## PROBLEM DETAILS:
Carry the records over into your reply line for line, starting at the very beginning of the records and ending with the line that contains "[187,168,448,211]", and add 68 to every bounding box coordinate. Leave the pictures out.

## DATA RECORDS:
::::::::
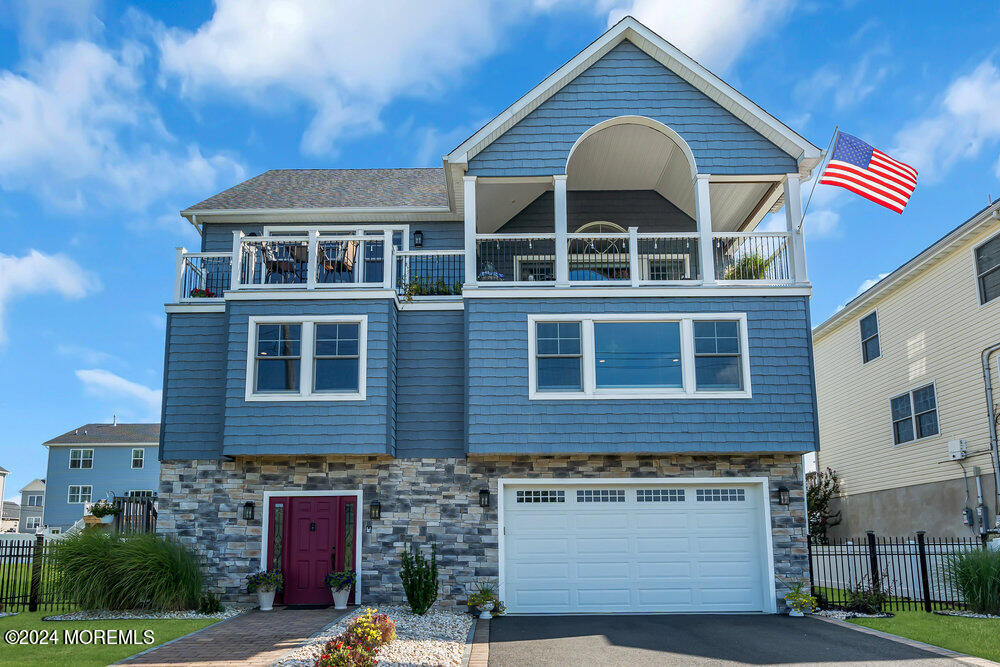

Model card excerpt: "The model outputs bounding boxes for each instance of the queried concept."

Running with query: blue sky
[0,0,1000,496]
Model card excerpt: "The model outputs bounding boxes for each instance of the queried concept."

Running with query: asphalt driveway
[489,614,959,667]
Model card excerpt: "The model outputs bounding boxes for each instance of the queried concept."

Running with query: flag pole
[796,125,840,231]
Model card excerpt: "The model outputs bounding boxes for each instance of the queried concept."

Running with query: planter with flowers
[247,570,285,611]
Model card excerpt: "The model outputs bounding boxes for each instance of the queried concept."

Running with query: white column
[694,174,715,285]
[462,176,477,287]
[552,174,569,287]
[784,174,808,283]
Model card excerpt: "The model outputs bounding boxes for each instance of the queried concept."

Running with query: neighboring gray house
[18,479,45,533]
[42,422,160,530]
[158,18,820,613]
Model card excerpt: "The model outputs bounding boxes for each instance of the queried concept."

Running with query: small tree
[806,467,840,542]
[399,543,438,616]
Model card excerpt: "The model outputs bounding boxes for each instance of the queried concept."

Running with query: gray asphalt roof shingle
[44,424,160,445]
[187,168,448,211]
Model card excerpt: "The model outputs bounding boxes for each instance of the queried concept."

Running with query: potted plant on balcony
[326,570,357,609]
[247,570,285,611]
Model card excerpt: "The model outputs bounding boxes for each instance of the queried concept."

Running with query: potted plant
[325,570,357,609]
[247,570,285,611]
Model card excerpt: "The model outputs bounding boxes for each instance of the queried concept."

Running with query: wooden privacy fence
[809,531,987,611]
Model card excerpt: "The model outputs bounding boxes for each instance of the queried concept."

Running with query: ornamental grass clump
[944,549,1000,615]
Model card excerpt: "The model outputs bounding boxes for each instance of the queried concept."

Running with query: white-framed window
[889,382,940,445]
[974,234,1000,305]
[69,449,94,470]
[528,313,751,400]
[66,484,94,505]
[246,315,368,401]
[858,310,882,364]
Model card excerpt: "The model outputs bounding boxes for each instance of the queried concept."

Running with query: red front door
[268,496,357,605]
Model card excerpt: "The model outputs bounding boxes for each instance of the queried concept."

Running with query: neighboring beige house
[813,202,1000,536]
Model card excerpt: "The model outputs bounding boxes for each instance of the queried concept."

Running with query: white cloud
[891,59,1000,182]
[0,250,100,344]
[76,368,163,417]
[0,41,244,211]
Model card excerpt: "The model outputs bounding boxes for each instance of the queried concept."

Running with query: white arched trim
[566,116,698,180]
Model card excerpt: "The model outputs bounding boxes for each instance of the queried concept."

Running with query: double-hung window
[246,315,368,401]
[528,313,750,400]
[891,383,938,445]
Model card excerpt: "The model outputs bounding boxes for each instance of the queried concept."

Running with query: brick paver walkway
[124,607,346,666]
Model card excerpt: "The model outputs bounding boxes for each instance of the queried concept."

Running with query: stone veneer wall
[157,454,808,609]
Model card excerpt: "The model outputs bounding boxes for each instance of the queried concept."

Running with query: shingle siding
[396,310,465,458]
[468,41,797,176]
[465,297,816,454]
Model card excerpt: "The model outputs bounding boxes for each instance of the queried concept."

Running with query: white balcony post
[784,174,808,283]
[174,246,187,303]
[694,174,715,285]
[462,176,478,287]
[552,174,569,287]
[628,227,639,287]
[306,229,319,289]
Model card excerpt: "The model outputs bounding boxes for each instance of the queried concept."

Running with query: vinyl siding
[468,41,797,176]
[465,297,817,454]
[814,222,1000,494]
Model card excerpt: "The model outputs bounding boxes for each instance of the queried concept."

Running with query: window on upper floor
[891,383,939,445]
[246,316,368,401]
[69,449,94,470]
[860,312,882,364]
[528,313,750,399]
[976,234,1000,304]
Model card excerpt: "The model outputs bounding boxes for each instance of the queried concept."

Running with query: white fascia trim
[445,16,821,170]
[260,488,364,605]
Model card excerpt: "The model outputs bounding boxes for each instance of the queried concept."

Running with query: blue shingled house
[158,18,820,613]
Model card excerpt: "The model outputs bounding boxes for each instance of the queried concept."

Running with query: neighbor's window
[66,484,93,505]
[69,449,94,470]
[892,383,938,445]
[976,235,1000,303]
[861,312,882,364]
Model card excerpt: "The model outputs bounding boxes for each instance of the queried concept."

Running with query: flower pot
[330,588,351,609]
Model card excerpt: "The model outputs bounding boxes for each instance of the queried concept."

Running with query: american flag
[819,132,917,213]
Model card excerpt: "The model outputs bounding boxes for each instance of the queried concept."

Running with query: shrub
[399,544,438,616]
[52,530,202,611]
[945,549,1000,614]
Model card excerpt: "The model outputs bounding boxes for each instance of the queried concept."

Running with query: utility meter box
[948,440,969,461]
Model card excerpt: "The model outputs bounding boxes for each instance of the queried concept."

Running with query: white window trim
::::::::
## RESULT BELOW:
Model card excerpt: "The model outputs bounding boxes for each instance of the queried concept."

Running with query: blue sky
[68,68,1068,564]
Model card excerpt: "The model outputs bounding boxes for each instance of the queried concept."

Running with query: asphalt driveway
[557,682,1027,735]
Model card excerpt: "The model outputs bounding boxes for each instance of the queried concept."

Running with query: flag pole
[864,193,908,299]
Model card excerpt: "The model outputs bounding boxes for each instance of the queried concept."

Running with query: planter with flowers
[315,638,353,679]
Model card excerpt: "The model outputs bounding boxes for each instance of the queried concept."

Running with query: white column
[762,242,783,353]
[530,244,545,355]
[620,242,637,355]
[852,242,876,351]
Model card excerpt: "The model outputs bounding boxes for each instance of the queried concept."

Running with query: neighboring gray house
[86,547,113,601]
[110,490,228,598]
[226,86,888,681]
Model card excerpt: "The model outputs bounding boxes for each instance of the queried concept."

Running with query: small tree
[874,535,908,610]
[467,611,506,684]
Model card excerpt: "The model outputs bounding boxes for each instance of the queried concept."

Running with query: gray asphalt roof shingle
[112,492,228,513]
[255,236,516,279]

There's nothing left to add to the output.